— Start DATA IN THIS EXERCISE —

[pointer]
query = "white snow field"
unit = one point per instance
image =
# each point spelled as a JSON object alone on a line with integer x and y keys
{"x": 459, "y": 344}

— End DATA IN THIS EXERCISE —

GOAL OF THE EXERCISE >>
Write out every line of the material above, requests included, and shift each x and y coordinate in the answers by -26.

TASK ANSWER >>
[pointer]
query = "white snow field"
unit = one point per instance
image =
# each point spelled as a JSON object alone on a line with integer x and y keys
{"x": 433, "y": 318}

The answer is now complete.